(Records contained in a dataset)
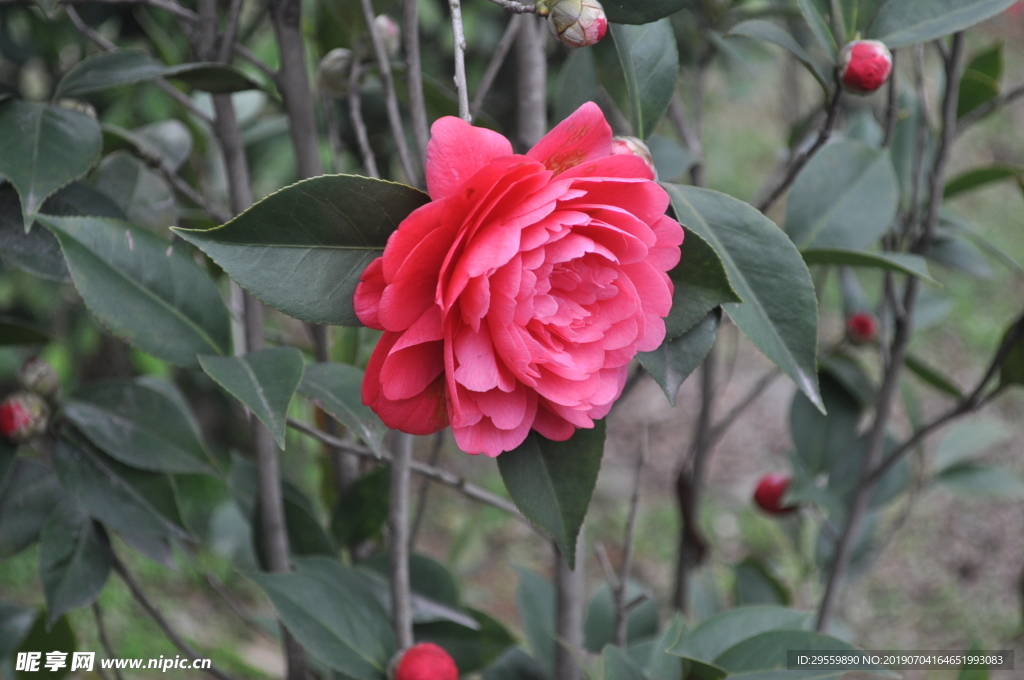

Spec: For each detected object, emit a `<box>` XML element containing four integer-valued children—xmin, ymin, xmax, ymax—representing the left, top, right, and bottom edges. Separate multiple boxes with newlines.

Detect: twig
<box><xmin>758</xmin><ymin>85</ymin><xmax>843</xmax><ymax>212</ymax></box>
<box><xmin>469</xmin><ymin>14</ymin><xmax>523</xmax><ymax>118</ymax></box>
<box><xmin>449</xmin><ymin>0</ymin><xmax>472</xmax><ymax>123</ymax></box>
<box><xmin>359</xmin><ymin>0</ymin><xmax>420</xmax><ymax>184</ymax></box>
<box><xmin>111</xmin><ymin>554</ymin><xmax>239</xmax><ymax>680</ymax></box>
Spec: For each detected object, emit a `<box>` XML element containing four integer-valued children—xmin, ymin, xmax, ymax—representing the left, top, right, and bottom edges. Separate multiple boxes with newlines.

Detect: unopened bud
<box><xmin>316</xmin><ymin>47</ymin><xmax>352</xmax><ymax>98</ymax></box>
<box><xmin>839</xmin><ymin>40</ymin><xmax>893</xmax><ymax>94</ymax></box>
<box><xmin>374</xmin><ymin>14</ymin><xmax>401</xmax><ymax>56</ymax></box>
<box><xmin>0</xmin><ymin>392</ymin><xmax>50</xmax><ymax>443</ymax></box>
<box><xmin>548</xmin><ymin>0</ymin><xmax>608</xmax><ymax>47</ymax></box>
<box><xmin>611</xmin><ymin>137</ymin><xmax>657</xmax><ymax>179</ymax></box>
<box><xmin>17</xmin><ymin>356</ymin><xmax>60</xmax><ymax>399</ymax></box>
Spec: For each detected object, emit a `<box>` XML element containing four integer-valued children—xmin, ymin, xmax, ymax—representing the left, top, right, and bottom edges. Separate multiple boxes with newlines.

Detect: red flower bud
<box><xmin>840</xmin><ymin>40</ymin><xmax>893</xmax><ymax>94</ymax></box>
<box><xmin>846</xmin><ymin>311</ymin><xmax>879</xmax><ymax>345</ymax></box>
<box><xmin>388</xmin><ymin>642</ymin><xmax>459</xmax><ymax>680</ymax></box>
<box><xmin>0</xmin><ymin>392</ymin><xmax>50</xmax><ymax>443</ymax></box>
<box><xmin>548</xmin><ymin>0</ymin><xmax>608</xmax><ymax>47</ymax></box>
<box><xmin>754</xmin><ymin>472</ymin><xmax>797</xmax><ymax>515</ymax></box>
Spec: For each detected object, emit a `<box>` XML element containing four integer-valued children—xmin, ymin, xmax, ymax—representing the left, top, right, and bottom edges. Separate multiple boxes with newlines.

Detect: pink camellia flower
<box><xmin>354</xmin><ymin>102</ymin><xmax>683</xmax><ymax>456</ymax></box>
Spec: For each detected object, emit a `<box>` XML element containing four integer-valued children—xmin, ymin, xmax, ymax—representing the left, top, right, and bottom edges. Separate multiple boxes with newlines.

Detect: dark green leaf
<box><xmin>665</xmin><ymin>184</ymin><xmax>823</xmax><ymax>408</ymax></box>
<box><xmin>637</xmin><ymin>311</ymin><xmax>721</xmax><ymax>406</ymax></box>
<box><xmin>0</xmin><ymin>458</ymin><xmax>63</xmax><ymax>559</ymax></box>
<box><xmin>39</xmin><ymin>500</ymin><xmax>111</xmax><ymax>624</ymax></box>
<box><xmin>498</xmin><ymin>420</ymin><xmax>604</xmax><ymax>568</ymax></box>
<box><xmin>53</xmin><ymin>49</ymin><xmax>259</xmax><ymax>99</ymax></box>
<box><xmin>53</xmin><ymin>438</ymin><xmax>188</xmax><ymax>539</ymax></box>
<box><xmin>866</xmin><ymin>0</ymin><xmax>1016</xmax><ymax>47</ymax></box>
<box><xmin>611</xmin><ymin>18</ymin><xmax>679</xmax><ymax>139</ymax></box>
<box><xmin>0</xmin><ymin>101</ymin><xmax>102</xmax><ymax>230</ymax></box>
<box><xmin>800</xmin><ymin>248</ymin><xmax>940</xmax><ymax>286</ymax></box>
<box><xmin>601</xmin><ymin>0</ymin><xmax>693</xmax><ymax>24</ymax></box>
<box><xmin>299</xmin><ymin>364</ymin><xmax>387</xmax><ymax>456</ymax></box>
<box><xmin>175</xmin><ymin>175</ymin><xmax>429</xmax><ymax>326</ymax></box>
<box><xmin>785</xmin><ymin>139</ymin><xmax>899</xmax><ymax>251</ymax></box>
<box><xmin>199</xmin><ymin>347</ymin><xmax>304</xmax><ymax>450</ymax></box>
<box><xmin>63</xmin><ymin>382</ymin><xmax>212</xmax><ymax>473</ymax></box>
<box><xmin>39</xmin><ymin>216</ymin><xmax>231</xmax><ymax>367</ymax></box>
<box><xmin>249</xmin><ymin>557</ymin><xmax>397</xmax><ymax>680</ymax></box>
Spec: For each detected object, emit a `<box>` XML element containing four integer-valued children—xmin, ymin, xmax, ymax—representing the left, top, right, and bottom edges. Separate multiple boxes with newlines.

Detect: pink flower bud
<box><xmin>840</xmin><ymin>40</ymin><xmax>893</xmax><ymax>94</ymax></box>
<box><xmin>0</xmin><ymin>392</ymin><xmax>50</xmax><ymax>443</ymax></box>
<box><xmin>548</xmin><ymin>0</ymin><xmax>608</xmax><ymax>47</ymax></box>
<box><xmin>374</xmin><ymin>14</ymin><xmax>401</xmax><ymax>56</ymax></box>
<box><xmin>611</xmin><ymin>137</ymin><xmax>657</xmax><ymax>179</ymax></box>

• _BRIEF_
Each line of the data is to be duplicated exactly; pictures stay out of the copy.

• _REPLY TO THE TASK_
Spec: For each detected object, emit a `<box>` XML element containing four integer-valued children—xmin, ymin, xmax, ymax—representing the left, top, right, and bottom edges. Separate multiple boxes with newlines.

Detect: twig
<box><xmin>758</xmin><ymin>85</ymin><xmax>843</xmax><ymax>212</ymax></box>
<box><xmin>469</xmin><ymin>14</ymin><xmax>523</xmax><ymax>118</ymax></box>
<box><xmin>449</xmin><ymin>0</ymin><xmax>472</xmax><ymax>123</ymax></box>
<box><xmin>359</xmin><ymin>0</ymin><xmax>420</xmax><ymax>184</ymax></box>
<box><xmin>111</xmin><ymin>554</ymin><xmax>239</xmax><ymax>680</ymax></box>
Spec: For each detected object, emit a `<box>` XML element containing four integer-valued children—xmin, ymin, xmax, ymax—representing the left, top, right, and bottom edges. Separate multiple boxes with newlines.

Detect: unopened bud
<box><xmin>316</xmin><ymin>47</ymin><xmax>352</xmax><ymax>98</ymax></box>
<box><xmin>839</xmin><ymin>40</ymin><xmax>893</xmax><ymax>94</ymax></box>
<box><xmin>374</xmin><ymin>14</ymin><xmax>401</xmax><ymax>56</ymax></box>
<box><xmin>0</xmin><ymin>392</ymin><xmax>50</xmax><ymax>443</ymax></box>
<box><xmin>548</xmin><ymin>0</ymin><xmax>608</xmax><ymax>47</ymax></box>
<box><xmin>611</xmin><ymin>137</ymin><xmax>657</xmax><ymax>179</ymax></box>
<box><xmin>17</xmin><ymin>356</ymin><xmax>60</xmax><ymax>399</ymax></box>
Spec: For each detected object, emit a `<box>` XML element containing four integer-valued children—xmin, ymin, xmax, ymax—representing the left, top, right, and bottom edges. Separate multiple boxes with newlines.

Detect: red flower bud
<box><xmin>840</xmin><ymin>40</ymin><xmax>893</xmax><ymax>94</ymax></box>
<box><xmin>846</xmin><ymin>311</ymin><xmax>879</xmax><ymax>345</ymax></box>
<box><xmin>388</xmin><ymin>642</ymin><xmax>459</xmax><ymax>680</ymax></box>
<box><xmin>0</xmin><ymin>392</ymin><xmax>50</xmax><ymax>443</ymax></box>
<box><xmin>548</xmin><ymin>0</ymin><xmax>608</xmax><ymax>47</ymax></box>
<box><xmin>754</xmin><ymin>472</ymin><xmax>797</xmax><ymax>515</ymax></box>
Spec: For each detected object, emit a `<box>` XML element containing four integer-valued children—xmin, ymin, xmax, ymax—representing the left, top, right, and bottom edges. Separate multiple boxes with newlines.

Detect: pink camellia flower
<box><xmin>354</xmin><ymin>102</ymin><xmax>683</xmax><ymax>456</ymax></box>
Spec: For each detected object, emit a `<box>` XML element containing four integer-valued children—xmin, ymin, xmax, ymax—representing the left, top, right, and bottom edges. Separate multiple boxes with newlines.

Detect: dark green leaf
<box><xmin>665</xmin><ymin>184</ymin><xmax>823</xmax><ymax>408</ymax></box>
<box><xmin>637</xmin><ymin>311</ymin><xmax>721</xmax><ymax>406</ymax></box>
<box><xmin>0</xmin><ymin>458</ymin><xmax>63</xmax><ymax>559</ymax></box>
<box><xmin>39</xmin><ymin>500</ymin><xmax>111</xmax><ymax>624</ymax></box>
<box><xmin>498</xmin><ymin>420</ymin><xmax>604</xmax><ymax>568</ymax></box>
<box><xmin>53</xmin><ymin>49</ymin><xmax>259</xmax><ymax>99</ymax></box>
<box><xmin>53</xmin><ymin>438</ymin><xmax>188</xmax><ymax>539</ymax></box>
<box><xmin>866</xmin><ymin>0</ymin><xmax>1016</xmax><ymax>47</ymax></box>
<box><xmin>611</xmin><ymin>18</ymin><xmax>679</xmax><ymax>139</ymax></box>
<box><xmin>0</xmin><ymin>101</ymin><xmax>102</xmax><ymax>230</ymax></box>
<box><xmin>800</xmin><ymin>248</ymin><xmax>940</xmax><ymax>286</ymax></box>
<box><xmin>601</xmin><ymin>0</ymin><xmax>693</xmax><ymax>24</ymax></box>
<box><xmin>299</xmin><ymin>364</ymin><xmax>387</xmax><ymax>456</ymax></box>
<box><xmin>175</xmin><ymin>175</ymin><xmax>429</xmax><ymax>326</ymax></box>
<box><xmin>785</xmin><ymin>139</ymin><xmax>899</xmax><ymax>251</ymax></box>
<box><xmin>199</xmin><ymin>347</ymin><xmax>304</xmax><ymax>450</ymax></box>
<box><xmin>63</xmin><ymin>382</ymin><xmax>212</xmax><ymax>473</ymax></box>
<box><xmin>39</xmin><ymin>216</ymin><xmax>231</xmax><ymax>367</ymax></box>
<box><xmin>249</xmin><ymin>557</ymin><xmax>397</xmax><ymax>680</ymax></box>
Spec: For each detected object, emit a `<box>` XML element containing four integer-valued children—xmin, ymin, xmax, ymax—representing the left, top, right, and bottom edges. Separate multiple boxes with newlines.

Detect: pink flower bud
<box><xmin>840</xmin><ymin>40</ymin><xmax>893</xmax><ymax>94</ymax></box>
<box><xmin>0</xmin><ymin>392</ymin><xmax>50</xmax><ymax>443</ymax></box>
<box><xmin>548</xmin><ymin>0</ymin><xmax>608</xmax><ymax>47</ymax></box>
<box><xmin>374</xmin><ymin>14</ymin><xmax>401</xmax><ymax>56</ymax></box>
<box><xmin>611</xmin><ymin>137</ymin><xmax>657</xmax><ymax>179</ymax></box>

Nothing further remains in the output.